Confira a resposta na integra:
O Sindicato dos Médicos de Minas Gerais (Sinmed-MG) tomou conhecimento da denúncia contra pediatras da rede de saúde pública de Belo Horizonte, lida durante reunião da Comissão de Saúde e Saneamento da Câmara de Vereadores, na quarta-feira, 15 de junho, e destaca seu posicionamento como entidade representativa da categoria médica em mais de 700 municípios mineiros.
A situação da pediatria tem sido um ponto de grande preocupação do Sinmed-MG, há muitos anos, e desde sempre alertamos os gestores, sejam municipais ou o governo do estado, para o cenário que já mostrava sinais de desassistência, falta de segurança e condições adequadas além de equipes incompletas para atender a alta demanda. Com a pandemia, esse quadro se agravou ainda mais e nada foi feito para mudar a situação da saúde.
Reforçamos que o Sinmed-MG jamais foi e será conivente com qualquer atitude que possa trazer prejuízos na assistência à saúde da população. Isso pode ser comprovado nas solicitações feitas durante as várias reuniões com os secretários de saúde e demais gestores, nos ofícios, no acionamento ao Ministério Público e outras medidas jurídicas; tudo em busca de solução para essa crise.
Nossa entidade informa rotineiramente à imprensa a gravidade de problemas como as equipes incompletas que acabam sobrecarregando os pediatras: muitas vezes, esses profissionais ficam em plantões de mais de 12 horas seguidas, pois não há outros colegas que possam substituí-los.
Com isso, o desespero e o adoecimento dos médicos têm-se elevado; sem falar que muitos estão pedindo demissão de seus postos de trabalhos por não aguentarem a pressão e a falta de iniciativas por parte dos gestores.
Colocar a culpa nos médicos é fácil quando se tem à frente problemas reais que a gestão não resolve como, por exemplo, as equipes incompletas, a falta de segurança e de equipamentos, as condições inadequadas de trabalho e tantos outros já apontados pelo Sinmed-MG.
Não somos favoráveis jamais a nenhuma atitude de desrespeito à saúde da população e apoiamos o atendimento justo e digno que os pacientes merecem. Além disso, buscamos mais dignidade, segurança nas unidades de saúde e respeito aos profissionais.
A negligência dos órgãos responsáveis pela gestão da saúde é grande e não aceitamos culpar os médicos e o Sinmed-MG pelo descaso com o que tem ocorrido.
É necessário solucionar a crise da falta de médicos, especialmente de pediatras, por meio de uma contratação justa e de medidas que possam fixar o profissional na rede.Essa tem sido nossa batalha.
Procurada, a Secretaria Municipal de Saúde explicou que não teve a intenção de transferir o problema e nem de acusar nenhum profissional previamente. “O objetivo da apuração é entender a situação para tomar as devidas providências. A SMSA reforça que respeita o direito do profissional de se ausentar por motivos médicos e que tem empreendido todos os esforços para garantir melhores condições de trabalho e de assistência à saúde da população do município”, diz a pasta em nota enviada à reportagem.

Dados de localização com um ponto por instância:

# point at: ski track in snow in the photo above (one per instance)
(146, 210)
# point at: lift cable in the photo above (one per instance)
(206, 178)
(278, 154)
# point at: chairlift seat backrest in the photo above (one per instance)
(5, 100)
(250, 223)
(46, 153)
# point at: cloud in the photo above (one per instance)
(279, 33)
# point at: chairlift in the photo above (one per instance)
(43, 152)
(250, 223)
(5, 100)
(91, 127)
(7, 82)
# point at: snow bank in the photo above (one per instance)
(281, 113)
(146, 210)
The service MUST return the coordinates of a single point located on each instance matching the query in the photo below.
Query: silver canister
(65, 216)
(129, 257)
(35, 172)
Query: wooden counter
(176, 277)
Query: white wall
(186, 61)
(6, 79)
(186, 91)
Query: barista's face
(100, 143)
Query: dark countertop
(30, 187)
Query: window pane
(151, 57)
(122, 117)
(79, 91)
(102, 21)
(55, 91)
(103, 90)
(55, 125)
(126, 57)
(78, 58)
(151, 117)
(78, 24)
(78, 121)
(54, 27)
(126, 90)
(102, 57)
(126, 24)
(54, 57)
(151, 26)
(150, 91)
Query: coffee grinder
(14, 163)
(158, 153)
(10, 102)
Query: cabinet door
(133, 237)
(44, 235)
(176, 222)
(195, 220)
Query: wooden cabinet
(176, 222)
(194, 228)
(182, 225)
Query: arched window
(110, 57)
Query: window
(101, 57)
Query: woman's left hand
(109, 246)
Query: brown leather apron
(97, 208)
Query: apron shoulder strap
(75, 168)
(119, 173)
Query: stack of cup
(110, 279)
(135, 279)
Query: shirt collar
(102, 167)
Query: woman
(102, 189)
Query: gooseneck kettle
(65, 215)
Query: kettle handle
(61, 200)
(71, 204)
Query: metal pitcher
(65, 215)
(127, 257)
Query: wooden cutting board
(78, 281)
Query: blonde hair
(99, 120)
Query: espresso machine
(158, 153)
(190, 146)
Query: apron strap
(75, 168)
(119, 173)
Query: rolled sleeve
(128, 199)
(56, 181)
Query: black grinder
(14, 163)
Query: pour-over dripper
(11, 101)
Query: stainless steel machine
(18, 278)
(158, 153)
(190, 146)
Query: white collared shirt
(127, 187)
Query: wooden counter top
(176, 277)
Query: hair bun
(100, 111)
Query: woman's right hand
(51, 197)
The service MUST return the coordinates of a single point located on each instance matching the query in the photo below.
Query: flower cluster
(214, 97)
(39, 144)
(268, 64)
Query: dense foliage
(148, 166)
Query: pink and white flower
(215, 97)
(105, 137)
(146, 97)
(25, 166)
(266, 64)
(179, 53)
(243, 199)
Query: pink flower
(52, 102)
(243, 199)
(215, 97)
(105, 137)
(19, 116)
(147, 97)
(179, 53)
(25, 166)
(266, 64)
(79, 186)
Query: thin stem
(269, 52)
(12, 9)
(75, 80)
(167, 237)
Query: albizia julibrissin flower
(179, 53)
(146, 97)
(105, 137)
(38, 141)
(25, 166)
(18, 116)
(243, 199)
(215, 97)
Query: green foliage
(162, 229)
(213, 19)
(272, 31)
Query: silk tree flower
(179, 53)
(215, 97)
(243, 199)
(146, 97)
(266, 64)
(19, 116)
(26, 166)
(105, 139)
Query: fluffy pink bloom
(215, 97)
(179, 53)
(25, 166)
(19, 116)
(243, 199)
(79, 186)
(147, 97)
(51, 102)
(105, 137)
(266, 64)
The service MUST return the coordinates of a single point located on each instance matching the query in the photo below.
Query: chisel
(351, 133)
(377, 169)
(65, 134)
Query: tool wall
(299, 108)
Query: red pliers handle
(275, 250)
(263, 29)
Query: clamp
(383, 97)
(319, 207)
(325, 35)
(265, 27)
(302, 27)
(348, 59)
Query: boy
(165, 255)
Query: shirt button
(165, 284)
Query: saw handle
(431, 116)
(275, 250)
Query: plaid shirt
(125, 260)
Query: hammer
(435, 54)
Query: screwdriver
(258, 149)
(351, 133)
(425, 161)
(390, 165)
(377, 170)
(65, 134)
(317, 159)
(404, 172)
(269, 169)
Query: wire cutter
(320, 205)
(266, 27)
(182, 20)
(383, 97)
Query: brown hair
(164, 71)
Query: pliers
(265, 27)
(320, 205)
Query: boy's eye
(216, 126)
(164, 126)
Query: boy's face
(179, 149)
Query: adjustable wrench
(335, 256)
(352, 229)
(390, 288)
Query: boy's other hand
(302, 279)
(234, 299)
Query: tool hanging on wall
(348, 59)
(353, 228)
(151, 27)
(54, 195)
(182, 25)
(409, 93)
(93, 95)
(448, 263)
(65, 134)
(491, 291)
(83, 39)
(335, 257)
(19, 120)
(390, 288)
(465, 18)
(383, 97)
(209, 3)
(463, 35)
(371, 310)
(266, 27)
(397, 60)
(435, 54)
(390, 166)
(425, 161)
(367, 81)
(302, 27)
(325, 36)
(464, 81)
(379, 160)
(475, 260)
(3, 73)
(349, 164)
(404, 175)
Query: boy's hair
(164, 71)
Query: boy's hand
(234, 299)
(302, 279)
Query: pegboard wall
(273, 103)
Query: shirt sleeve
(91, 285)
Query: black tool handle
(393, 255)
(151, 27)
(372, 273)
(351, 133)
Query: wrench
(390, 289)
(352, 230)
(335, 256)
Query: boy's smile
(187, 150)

QUESTÕES DE ESTUDO ->
A. Transcreva o trecho do texto de referência que começa em "A situação da pediatria" e termina em "situação da saúde.".
B. Segundo o texto de referência, em quantos municípios mineiros o Sinmed-MG representa a categoria médica?

RESPOSTAS EM ORDEM ->
A.
A situação da pediatria tem sido um ponto de grande preocupação do Sinmed-MG, há muitos anos, e desde sempre alertamos os gestores, sejam municipais ou o governo do estado, para o cenário que já mostrava sinais de desassistência, falta de segurança e condições adequadas além de equipes incompletas para atender a alta demanda. Com a pandemia, esse quadro se agravou ainda mais e nada foi feito para mudar a situação da saúde.

B. Em mais de 700 municípios mineiros.